/---

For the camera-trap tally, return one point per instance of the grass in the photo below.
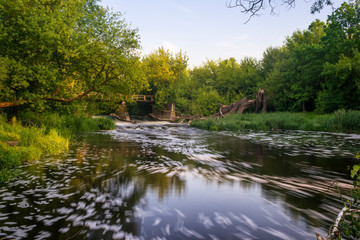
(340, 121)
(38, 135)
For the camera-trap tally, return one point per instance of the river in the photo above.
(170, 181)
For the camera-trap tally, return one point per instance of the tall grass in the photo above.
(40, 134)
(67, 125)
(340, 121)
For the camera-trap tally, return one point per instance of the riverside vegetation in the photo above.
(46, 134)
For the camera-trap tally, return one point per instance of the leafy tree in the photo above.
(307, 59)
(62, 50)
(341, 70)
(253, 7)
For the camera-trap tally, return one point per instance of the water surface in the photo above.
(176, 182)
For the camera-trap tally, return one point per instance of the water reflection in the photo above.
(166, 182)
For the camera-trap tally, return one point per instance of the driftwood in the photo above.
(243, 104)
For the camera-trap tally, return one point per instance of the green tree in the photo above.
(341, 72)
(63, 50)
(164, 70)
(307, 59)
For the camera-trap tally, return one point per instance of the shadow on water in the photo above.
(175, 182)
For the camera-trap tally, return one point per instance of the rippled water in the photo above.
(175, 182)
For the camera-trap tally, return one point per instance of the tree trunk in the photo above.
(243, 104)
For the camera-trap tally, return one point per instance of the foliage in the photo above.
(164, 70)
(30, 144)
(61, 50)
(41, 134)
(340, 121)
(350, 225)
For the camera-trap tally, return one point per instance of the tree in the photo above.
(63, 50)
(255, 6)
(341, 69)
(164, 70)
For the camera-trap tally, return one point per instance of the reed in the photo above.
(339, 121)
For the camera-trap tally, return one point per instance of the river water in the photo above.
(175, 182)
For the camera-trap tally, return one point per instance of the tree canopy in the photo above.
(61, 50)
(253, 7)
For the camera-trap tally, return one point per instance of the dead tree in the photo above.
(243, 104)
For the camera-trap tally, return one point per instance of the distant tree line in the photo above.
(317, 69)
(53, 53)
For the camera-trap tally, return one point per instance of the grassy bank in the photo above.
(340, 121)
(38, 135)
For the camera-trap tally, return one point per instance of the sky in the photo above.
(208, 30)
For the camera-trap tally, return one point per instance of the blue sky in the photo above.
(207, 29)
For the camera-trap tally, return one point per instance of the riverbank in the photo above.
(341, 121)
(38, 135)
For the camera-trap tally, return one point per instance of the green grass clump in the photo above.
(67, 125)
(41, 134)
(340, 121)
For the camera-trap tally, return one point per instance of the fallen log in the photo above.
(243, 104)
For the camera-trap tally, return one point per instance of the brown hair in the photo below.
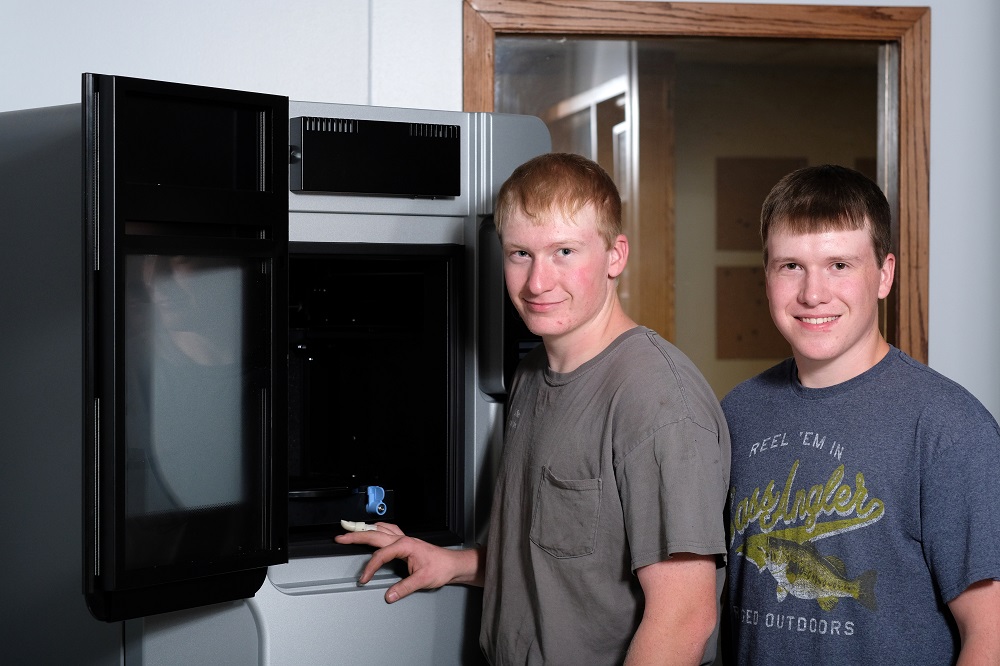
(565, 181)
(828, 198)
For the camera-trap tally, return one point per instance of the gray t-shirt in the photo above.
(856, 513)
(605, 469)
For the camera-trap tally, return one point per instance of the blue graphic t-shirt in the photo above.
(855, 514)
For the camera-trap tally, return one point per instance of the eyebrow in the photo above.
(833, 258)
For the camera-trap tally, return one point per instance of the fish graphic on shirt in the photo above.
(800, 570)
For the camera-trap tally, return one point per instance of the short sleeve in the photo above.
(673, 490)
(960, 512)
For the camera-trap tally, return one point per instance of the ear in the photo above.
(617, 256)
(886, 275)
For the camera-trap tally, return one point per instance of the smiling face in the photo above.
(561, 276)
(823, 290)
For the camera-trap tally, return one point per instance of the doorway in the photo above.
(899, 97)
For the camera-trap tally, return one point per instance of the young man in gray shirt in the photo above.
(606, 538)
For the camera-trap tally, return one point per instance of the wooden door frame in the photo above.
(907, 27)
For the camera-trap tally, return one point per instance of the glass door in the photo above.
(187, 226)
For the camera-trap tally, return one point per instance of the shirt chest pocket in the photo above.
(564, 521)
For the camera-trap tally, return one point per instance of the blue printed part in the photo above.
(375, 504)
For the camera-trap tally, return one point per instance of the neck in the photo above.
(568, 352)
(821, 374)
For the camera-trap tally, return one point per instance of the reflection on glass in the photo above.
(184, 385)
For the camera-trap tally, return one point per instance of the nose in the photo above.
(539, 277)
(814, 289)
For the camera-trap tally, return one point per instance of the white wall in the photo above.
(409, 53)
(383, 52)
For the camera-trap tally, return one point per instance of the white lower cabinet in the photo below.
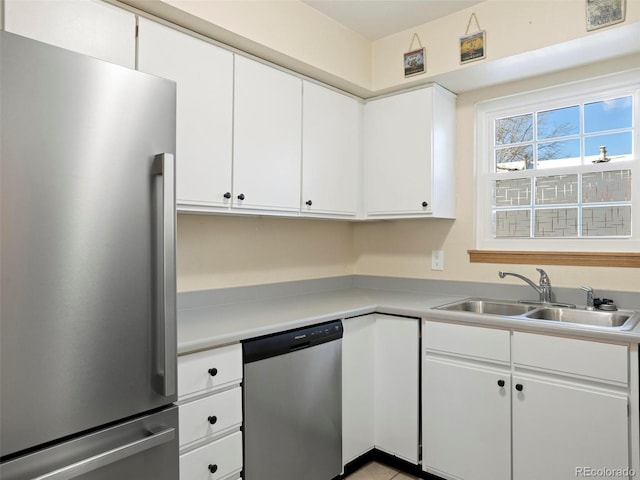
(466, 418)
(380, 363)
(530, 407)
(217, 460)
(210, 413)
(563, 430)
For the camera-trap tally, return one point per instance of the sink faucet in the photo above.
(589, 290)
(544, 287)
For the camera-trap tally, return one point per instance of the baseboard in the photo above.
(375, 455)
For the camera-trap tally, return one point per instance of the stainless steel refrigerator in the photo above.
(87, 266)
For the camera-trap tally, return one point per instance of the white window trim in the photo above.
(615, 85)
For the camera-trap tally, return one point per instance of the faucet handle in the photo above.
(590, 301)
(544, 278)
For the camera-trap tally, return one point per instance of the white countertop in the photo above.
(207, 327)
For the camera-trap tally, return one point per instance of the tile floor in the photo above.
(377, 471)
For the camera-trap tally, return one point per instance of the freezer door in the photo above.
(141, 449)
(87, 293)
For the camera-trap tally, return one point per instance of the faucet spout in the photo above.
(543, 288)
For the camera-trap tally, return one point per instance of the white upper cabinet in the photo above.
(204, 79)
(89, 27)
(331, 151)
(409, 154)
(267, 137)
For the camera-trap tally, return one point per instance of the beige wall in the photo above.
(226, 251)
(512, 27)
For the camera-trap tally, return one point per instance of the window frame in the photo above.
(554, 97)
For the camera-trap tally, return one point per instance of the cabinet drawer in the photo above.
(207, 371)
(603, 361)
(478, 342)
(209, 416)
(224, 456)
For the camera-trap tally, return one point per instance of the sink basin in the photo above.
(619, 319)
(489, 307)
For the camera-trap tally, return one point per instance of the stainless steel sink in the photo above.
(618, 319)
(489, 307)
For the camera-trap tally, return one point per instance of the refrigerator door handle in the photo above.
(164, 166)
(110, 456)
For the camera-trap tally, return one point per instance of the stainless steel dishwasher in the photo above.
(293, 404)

\---

-- Task statement --
Write the listing out a second time exactly, dropping all images.

-- Solution to this problem --
For the camera-trap tally, return one point per instance of the grass in the photo below.
(340, 121)
(38, 135)
For the camera-trap tally, return one point per instance of the river in the photo above.
(170, 181)
For the camera-trap tally, return one point per instance of the tall grass in the photo above.
(40, 134)
(67, 125)
(340, 121)
For the camera-trap tally, return one point per instance of the riverside vegetation in the photo above.
(46, 134)
For the camera-trap tally, return one point per instance of the leafy tree in the photo above.
(307, 59)
(62, 50)
(341, 70)
(253, 7)
For the camera-trap tally, return one point per instance of the water surface in the photo above.
(176, 182)
For the camera-trap tally, return one point per instance of the water reflection in the photo above.
(166, 182)
For the camera-trap tally, return one point per instance of the driftwood in the photo above.
(243, 104)
For the camera-trap tally, return one point per instance of the green tree in the photo above.
(341, 72)
(63, 50)
(164, 70)
(307, 59)
For the camera-trap tally, return one point per instance of the shadow on water in the photo above.
(175, 182)
For the camera-trap tally, return one point per instance of the rippled water in the photo above.
(175, 182)
For the camera-trap tally, return one point per instance of the tree trunk in the photo above.
(243, 104)
For the camera-trap tally, return one point per instance of the foliage in the photo above.
(164, 70)
(30, 144)
(61, 50)
(41, 134)
(340, 121)
(350, 225)
For the camera-trap tally, return one point per instance of the tree in the photo above.
(63, 50)
(255, 6)
(341, 69)
(164, 70)
For the camera-trap tally, return one point per instance of the reed in the photo above.
(339, 121)
For the camera-trap tally, return one point per instance of the river water in the photo above.
(175, 182)
For the camera-trap tally, return one point per instance of the tree canopy in the photo above.
(61, 50)
(253, 7)
For the camera-trap tally, return one point per instance of the dead tree in the photo above.
(243, 104)
For the camera-trap tally, return one point per instance of the distant tree line in the photo above.
(317, 69)
(53, 53)
For the camera-trap tally, return one point per instance of the grassy bank in the photo above.
(340, 121)
(38, 135)
For the camera-trap tally, return one point per instance of the sky in the photo above.
(208, 30)
For the camera-trap tally, return one point per instance of the blue sky in the photo above.
(207, 29)
For the camera-trap tally, return one point per instance of the riverbank in the photo above.
(341, 121)
(38, 135)
For the camera-trap tally, return one point per instance of the green grass clump in the photo above.
(67, 125)
(41, 134)
(340, 121)
For the camera-trap tally, return one point per instance of the fallen log in the photo above.
(243, 104)
For the camera-trap tally, return one point per instance of the brown hair in the photo below.
(565, 181)
(828, 198)
For the camera-trap tally, return one point per instance of the gray t-shirt in the photo above.
(856, 513)
(605, 469)
For the camera-trap tally, return one point per instance of the blue graphic t-shirt in the photo above.
(855, 514)
For the camera-trap tally, return one point per instance of the eyebrow in the photo above.
(833, 258)
For the camera-trap tally, return one point per instance of the fish graphic on shirt in the photo above.
(800, 570)
For the camera-trap tally, return one point per instance of the short sleeve in the photo above.
(673, 490)
(960, 512)
For the camera-trap tally, return one point per instance of the ear in the photo above.
(617, 256)
(886, 275)
For the camera-trap tally, return one point per instance of the smiling face in the photo above.
(561, 276)
(823, 290)
For the camera-trap tally, return one point per instance of the doorway in the photo above.
(899, 97)
For the camera-trap tally, return one point per instance of the young man in gray shirt in the photo above.
(606, 538)
For the camera-trap tally, return one point per instance of the wooden door frame in the photo above.
(907, 27)
For the camera-trap tally, return one point per instance of the glass door in the photo above.
(187, 226)
For the camera-trap tally, return one point per instance of the shirt chest pocket in the photo above.
(564, 521)
For the camera-trap tally, return one point per instance of the blue printed part in the photo above.
(375, 504)
For the camera-trap tally, return one point per instance of the neck in the photo above.
(568, 352)
(821, 374)
For the camera-trap tally, return one point per instance of the reflection on glass in the photo above.
(184, 385)
For the camera-trap tally, return one point per instance of the nose in the photo above.
(539, 277)
(814, 289)
For the camera-trap tally, return one point per instance of the white wall in the photo above.
(409, 53)
(383, 52)
For the camera-trap tally, return one point per instance of the white lower cabinet in the photo below.
(466, 418)
(380, 363)
(530, 407)
(217, 460)
(210, 413)
(563, 430)
For the camera-trap tally, return one point per instance of the sink faucet in the photo above.
(589, 290)
(544, 287)
For the camera-trap tally, return one point per instance of the baseboard in the photo above.
(375, 455)
For the camera-trap tally, return one point per instance of the stainless steel refrigerator in the photo above.
(87, 266)
For the camera-trap tally, return one point per instance of the white window trim in the photo above.
(615, 85)
For the camera-trap tally, return one point per instance of the faucet handle in the photo above.
(590, 301)
(544, 278)
For the camera-trap tally, return one point per instance of the white countertop in the photo above.
(207, 327)
For the camera-trap tally, return one point per instance of the tile floor in the photo above.
(377, 471)
For the camera-trap tally, return one point per instance of the freezer door in the photo above.
(141, 449)
(87, 293)
For the camera-trap tally, return one point per instance of the faucet spout in the photo above.
(543, 288)
For the camera-trap tally, return one point per instance of the white upper cabinet in the photo above.
(204, 79)
(89, 27)
(331, 151)
(409, 154)
(267, 137)
For the camera-trap tally, return one point per instance of the beige wall in the photo above.
(226, 251)
(512, 27)
For the camera-trap tally, return one point per instance of the window frame in the photo above.
(554, 97)
For the camera-trap tally, return one point per instance of the cabinet drawer in the photo above.
(207, 371)
(603, 361)
(478, 342)
(209, 416)
(224, 456)
For the camera-trap tally, return one point per instance of the sink basin in the photo above.
(619, 319)
(489, 307)
For the camera-trap tally, return one point per instance of the stainless steel sink in the photo above.
(618, 319)
(489, 307)
For the camera-trap tally, return one point per instance of the refrigerator door handle in the photo above.
(164, 166)
(110, 456)
For the camera-trap tally, return one point per instance of the stainless steel dishwasher in the photo above.
(293, 404)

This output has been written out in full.